PAGE EXCERPT
Central estimators and uncertainty for making sense of huge experiments

A common use of cadCAD is to run thousands and thousands of simulations, each one with a different set of parameters and random seeds, and time and time again there is the problem of how to reliably compare the experiments, which can be very complex: they can involve a multitude of metrics as well as compositions of time series. Also, the values that arise from the models can give birth to arbitrary distributions, so that we can’t use standard analysis procedures which assume that everything is a Gaussian.

Yesterday, (and actually this post is just a summary of it) I had a discussion with @markusbkoch and @mzargham as for how reliably make sense of the estimators that we use for summarizing the distributions that arise when observing the experiments. Normally, one would use an central estimator like mean and median for aggregating the results and getting an quick view. If one goes on, he can even select an L-estimator [1]

But how much can we trust them? How reliable is the central estimator, and how can we make sense of them when needing to take a decision?

Those questions can quickly ramify into several ones, like:

  • What central estimator to use?
  • How to summarize the spreads and skew around the central estimator?
  • How sure we are of the central estimator itself?
  • How much the central estimator actually explains the data?
  • What is the use case for each one?

Central estimator

The first thing is to choose the central estimator. Why would you want one anyway? Because they usually have the property of being close to the region with the highest density of points of your distribution. It is sort of an treasure map to the place where you can find most occurrences of what you are studying.

Usually, people choose either mean - because it is intuitive and converges fast, or the median, because it is robust to outliers.

The mean usually works best when your distribution is sort of a Normal one - symmetric and without additional peaks, and the median works best when the distribution is more complicated. Usually when exploring system, people tend to use the median because it is easier to become biased with the mean.

There is also a entire class of metrics that are a in-between for the mean and median. They are the L-estimators, and you can find more about them on WIkipedia [1]

Uncertainty of the data

When you have little info about the distribution itself, the best way to summarize the data is by reporting the interquartile ranges, as this captures both the variance and the skewness of the data, but still reports it in a manner that you can visualize clearly what is the applicable range of it.

Normally, you would report the median together with the 25% and 75% percentiles. So, you could express your distribution as being located at median on 12.0, with 25% / 75% percentiles on 8.0, 14.5

Uncertainty of the central estimator itself

A issue that sometimes arise with the central estimator is: how much the central estimator is uncertain by itself? When we calculate the percentile and variance of the data, we are characterizing the scale of the randomness of the process behind the data. But what about the uncertainty behind our own estimate?

TASK INSTRUCTIONS
• A. Summarize the post on central estimators and uncertainty in two sentences.
• B. Carry on the post on central estimators and uncertainty, starting after its final paragraph.

Saved entries:

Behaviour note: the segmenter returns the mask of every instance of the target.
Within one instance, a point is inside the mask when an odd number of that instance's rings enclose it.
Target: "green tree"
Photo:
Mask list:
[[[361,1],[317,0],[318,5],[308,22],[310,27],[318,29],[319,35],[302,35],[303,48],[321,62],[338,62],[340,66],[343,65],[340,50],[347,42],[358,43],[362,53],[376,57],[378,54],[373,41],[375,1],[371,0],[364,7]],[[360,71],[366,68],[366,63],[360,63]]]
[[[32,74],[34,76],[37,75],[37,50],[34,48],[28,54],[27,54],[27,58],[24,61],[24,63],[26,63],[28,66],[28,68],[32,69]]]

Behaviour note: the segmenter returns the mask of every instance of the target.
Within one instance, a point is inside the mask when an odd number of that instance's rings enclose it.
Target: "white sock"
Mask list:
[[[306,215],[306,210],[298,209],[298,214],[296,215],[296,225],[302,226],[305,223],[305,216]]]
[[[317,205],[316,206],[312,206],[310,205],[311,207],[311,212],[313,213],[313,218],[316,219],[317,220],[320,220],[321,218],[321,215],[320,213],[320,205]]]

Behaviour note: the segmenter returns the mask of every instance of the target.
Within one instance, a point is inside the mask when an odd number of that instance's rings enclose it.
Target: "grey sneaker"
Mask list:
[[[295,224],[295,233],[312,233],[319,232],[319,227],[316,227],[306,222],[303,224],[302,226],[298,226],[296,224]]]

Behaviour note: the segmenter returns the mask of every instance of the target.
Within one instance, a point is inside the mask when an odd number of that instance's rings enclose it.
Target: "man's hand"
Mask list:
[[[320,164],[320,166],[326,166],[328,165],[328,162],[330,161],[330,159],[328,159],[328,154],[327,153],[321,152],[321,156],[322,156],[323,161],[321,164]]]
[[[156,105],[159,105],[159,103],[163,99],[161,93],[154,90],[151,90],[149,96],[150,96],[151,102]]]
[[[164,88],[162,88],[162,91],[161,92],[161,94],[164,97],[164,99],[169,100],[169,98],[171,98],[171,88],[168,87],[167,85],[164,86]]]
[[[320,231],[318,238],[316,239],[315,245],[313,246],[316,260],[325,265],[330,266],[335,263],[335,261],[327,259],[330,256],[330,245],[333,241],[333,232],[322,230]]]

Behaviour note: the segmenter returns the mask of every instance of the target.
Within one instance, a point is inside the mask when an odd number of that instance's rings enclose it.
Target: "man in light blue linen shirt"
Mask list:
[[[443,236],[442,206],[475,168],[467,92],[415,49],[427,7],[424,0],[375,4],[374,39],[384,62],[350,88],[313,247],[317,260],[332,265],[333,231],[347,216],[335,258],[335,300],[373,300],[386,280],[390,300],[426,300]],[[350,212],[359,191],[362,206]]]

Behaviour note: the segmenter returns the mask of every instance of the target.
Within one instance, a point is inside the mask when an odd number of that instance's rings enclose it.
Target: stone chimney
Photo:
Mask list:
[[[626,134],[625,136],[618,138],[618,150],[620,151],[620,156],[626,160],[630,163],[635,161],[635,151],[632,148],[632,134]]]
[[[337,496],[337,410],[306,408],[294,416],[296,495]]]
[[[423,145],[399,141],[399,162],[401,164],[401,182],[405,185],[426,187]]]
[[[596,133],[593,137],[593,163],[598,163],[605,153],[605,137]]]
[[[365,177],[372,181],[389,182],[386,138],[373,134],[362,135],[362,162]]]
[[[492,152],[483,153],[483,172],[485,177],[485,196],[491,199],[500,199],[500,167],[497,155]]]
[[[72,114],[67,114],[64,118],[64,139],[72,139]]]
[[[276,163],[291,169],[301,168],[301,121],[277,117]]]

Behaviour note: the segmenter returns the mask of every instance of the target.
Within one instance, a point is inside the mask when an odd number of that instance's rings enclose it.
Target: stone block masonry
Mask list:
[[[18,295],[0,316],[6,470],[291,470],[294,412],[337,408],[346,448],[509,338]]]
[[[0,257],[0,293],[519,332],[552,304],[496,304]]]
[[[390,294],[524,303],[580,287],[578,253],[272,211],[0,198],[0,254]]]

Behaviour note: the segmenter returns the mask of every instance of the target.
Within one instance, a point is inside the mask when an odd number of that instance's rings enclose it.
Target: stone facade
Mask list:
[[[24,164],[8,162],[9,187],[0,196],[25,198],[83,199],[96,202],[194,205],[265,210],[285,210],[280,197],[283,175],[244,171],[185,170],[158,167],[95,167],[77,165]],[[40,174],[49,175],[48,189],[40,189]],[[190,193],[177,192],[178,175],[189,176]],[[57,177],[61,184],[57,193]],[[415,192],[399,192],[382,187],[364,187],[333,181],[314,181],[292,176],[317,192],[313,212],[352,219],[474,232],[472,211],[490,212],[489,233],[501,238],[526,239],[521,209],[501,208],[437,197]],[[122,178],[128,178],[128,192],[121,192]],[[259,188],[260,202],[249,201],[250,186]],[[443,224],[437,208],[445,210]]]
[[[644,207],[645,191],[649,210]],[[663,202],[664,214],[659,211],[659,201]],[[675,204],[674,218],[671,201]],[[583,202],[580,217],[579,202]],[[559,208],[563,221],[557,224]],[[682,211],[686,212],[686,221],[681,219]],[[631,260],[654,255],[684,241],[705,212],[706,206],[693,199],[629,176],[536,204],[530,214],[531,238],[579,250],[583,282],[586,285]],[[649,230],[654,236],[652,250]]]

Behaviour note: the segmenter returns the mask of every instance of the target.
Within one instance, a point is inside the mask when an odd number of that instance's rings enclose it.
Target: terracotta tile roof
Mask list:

SOLVED TASKS
• A. Because cadCAD is often used to run thousands of simulations involving many metrics and arbitrary distributions that rule out analyses assuming Gaussian data, the post asks how far central estimators such as the mean, the median, or L-estimators can be trusted to summarize the results. It notes that the mean works best for roughly Normal distributions while the median is robust to outliers, recommends reporting the median together with the 25% and 75% percentiles when little is known about the distribution, and raises the question of how uncertain the central estimator itself is.

• B.
This is usually retrieved through the usage of the variance of the median, or variance of the mean if you want. In a Normal Distribution, the st. dev of the median is simply sigma_median = (pi/2)^(-1/2) * sigma / sqrt[N], where sigma is the stdev and N is the sample size. [2]

Interestingly, if you search for the st. dev for the mean, you’ll notice that it is lower by a constant factor. This means that the estimate of the mean itself is less uncertain than the median for the same amount of data. In other words: there is an trade-off between the median robustness and the speed of convergence for the mean.

That’s why you would use median for unknown distributions, and mean for simple distributions.

The math expression above is for a Normal distribution, but there is also the computational way of doing it, that would be to apply summarization into to the median itself. We would be looking into the median of the medians, and the variance / percentile of the medians.This usually requires characterizing / bootstrapping the distribution. Practically an simulation of the simulation. Otherwise, we would use MC runs or use grouping. If you want to, I’ve attached an notebook on this post doing this for a pathological distribution.

Variance of the medians when changing the sample size, both computationally and through the math expression

The distribution used for the plot above

Uncertainty of the central estimator given the data

Now we know how uncertain is our data, how uncertain is our central estimator. How do we connect them for getting to know how uncertain is our data given our central estimator?

There are some ways for doing that, but a intuitive one is to calculate the uncertainty band, and divide it by our central estimator. The uncertainty band is the size of the variance near your central estimator, and it can be the difference of your upper and lower percentiles, or the standard deviation.

The division between the two informs how much the scale of our central estimator can be accounted by the uncertainty when looking into the data. It is sort of indicative metric really, which allows you to compare in relative fashion how much is your process being random.

When should use those uncertainty measures?

It depends where are you looking into. Analysis tasks can be sometimes divided artifiically into inference-oriented, or characterization-oriented. In the first one, you are seeking regions to where to bet your decisions, and on the second one, you are seeking to quantify how much you are sure of it.

In the first one, normally using median and the interquartile ranges are the way to go. They inform in an straightforward manner where your certainty lies.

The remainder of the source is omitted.